The task:
Extend the memorial sermon about Keith below, beginning right after its last sentence.

Jesus was a healer, who had particular compassion for those whom society had tossed aside. Some of you were able to make it through another night, only because of Keith’s healing ministrations when nobody else noticed or cared.

Indeed, yesterday President Broadhead praised Keith for his cura animarum, Keith’s “cure of souls,” as the church used to call it. How many of you have been the beneficiaries of Keith compassion? In his most memorable story, Jesus made the Samaritan’s compassion exemplary. Keith obeyed Jesus’ “Go thou and do likewise.” You told secrets to Keith you entrusted to no one else. As a pastor, time and again I asked Keith to try to explain to me, in words of one syllable, what was going on in the mind of some troubled soul under my care.

Jesus said, “Let your light so shine that others might see your good works and give glory to your heavenly father.” Keith obeyed that dominical command explicitly. His good works shine on every corner of this campus and helped humanize Durham. But his most impressive good works were not in public view, as Jesus also commanded: the one-on-one therapeutic-without-appearing-to-be conversations with some troubled soul, the encouragement he gave some young person or budding physician or scholar. There are people here who – through the advice and council given by Keith, the medical help you received when you thought there was none, the encouragement he so generously bestowed – are shining testimony to Keith’s good work.

But this is not a eulogy because Keith wouldn’t want that.

Keith doesn’t need my encomium. But we need all the help we can get to obey Colossians call to clothe yourselves with compassion, kindness, humility, gentleness and patience…and put on love. Maybe that’s why God gave us Keith.

Keith despised good byes. He didn’t like to linger. I envied his ability to evaporate from some dull public ceremony once his official duties were done. I admired his mastery of the skilled, unheralded exit.

Well, he’s done it again. With genuine humility and lack of self-importance, putting the needs of others before his own, Keith has left us. His quite, unexpected parting is our grave loss. To whom shall we turn in our times of psychic, bodily, spiritual need? Who will lift our flagging spirits with, “That’s a great idea! Go for it!”

Supplied material:
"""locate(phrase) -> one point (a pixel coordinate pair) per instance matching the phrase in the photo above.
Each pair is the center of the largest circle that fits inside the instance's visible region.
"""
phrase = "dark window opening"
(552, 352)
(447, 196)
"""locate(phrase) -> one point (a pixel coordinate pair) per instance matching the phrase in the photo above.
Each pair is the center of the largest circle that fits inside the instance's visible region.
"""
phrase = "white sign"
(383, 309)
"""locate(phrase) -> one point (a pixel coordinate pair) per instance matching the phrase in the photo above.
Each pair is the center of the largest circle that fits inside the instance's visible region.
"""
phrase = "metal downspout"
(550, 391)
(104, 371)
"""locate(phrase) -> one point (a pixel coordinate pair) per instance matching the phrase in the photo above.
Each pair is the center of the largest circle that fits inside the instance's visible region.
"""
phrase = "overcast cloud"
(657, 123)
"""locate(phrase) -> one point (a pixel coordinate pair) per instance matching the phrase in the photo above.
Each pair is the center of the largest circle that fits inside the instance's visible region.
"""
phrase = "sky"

Answer section:
Let us turn, in our loss to Christ, who is the real subject of a sermon, and the loving, merciful keeper of Keith’s life. Keith was Christ’s idea before he was ours. Reluctantly we give back to God, the beloved one whom God gave us. We shall, by Christ’s grace, rise up in our grief, grateful to the God who gave us so remarkable husband, father, grandfather, father-in-law, teacher, doctor, philanthropist, President, and friend. Let our farewell to Keith be overcome with thanksgiving to God for all the saints who from their labors rest.

Our sermons about Christ are permitted to eulogize people because of Christ. There are faiths that promise to elevate us above the mundane, temporal, carnality of the human. That’s not the Christian faith. Christ conditions us to look at a life well-lived and see God’s handiwork. (That’s why you remember sermon illustrations long after you’ve forgotten the sermon.)

God used a human being to get to us, and gives us human beings to get us to God. When God wanted once and for all to say how it is between us and God, God didn’t do it through a sermon; God said it through the Babe of Bethlehem.

Most of us have a tough time thinking of God, eternal, spiritual. These things are too high for us. What we need is earthly exemplars, flesh-and-blood enactments, people who, by their lives, bring us close to God, show us how it ought to be done. Thus an incarnate God gives us those who convince us that life is a gift, that the human body is a wonder, that creation is an ever-unfolding mystery, and God is good. So God gave us Keith.

From this pulpit, in twenty days, a preacher will rise and say to a darkened world that our sole comfort in life and in death, is this: the Word became flesh, our flesh, our weak, mortal flesh, and dwelt among us finite ones, and we beheld his infinite glory. The light shines in the darkness (even that of death) and the darkness has not overcome it!

Thanks be to God for the gift of Keith.